- Goal of the exercise
All of the data must be retyped exactly, with nothing left out.

- Given information
Start of Block

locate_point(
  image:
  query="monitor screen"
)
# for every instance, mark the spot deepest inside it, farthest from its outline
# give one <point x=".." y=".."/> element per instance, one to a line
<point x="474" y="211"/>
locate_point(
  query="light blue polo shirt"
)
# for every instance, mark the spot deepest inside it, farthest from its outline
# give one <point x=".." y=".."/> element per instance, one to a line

End of Block

- Written response
locate_point(
  image:
  query="monitor screen"
)
# for every instance, mark the spot deepest inside it, farthest from its outline
# give one <point x=".." y=".."/> element per instance, one to a line
<point x="474" y="211"/>
locate_point(
  query="light blue polo shirt"
)
# for every instance, mark the spot deepest inside it, farthest from its outline
# give one <point x=".." y=".."/> element per instance, one to a line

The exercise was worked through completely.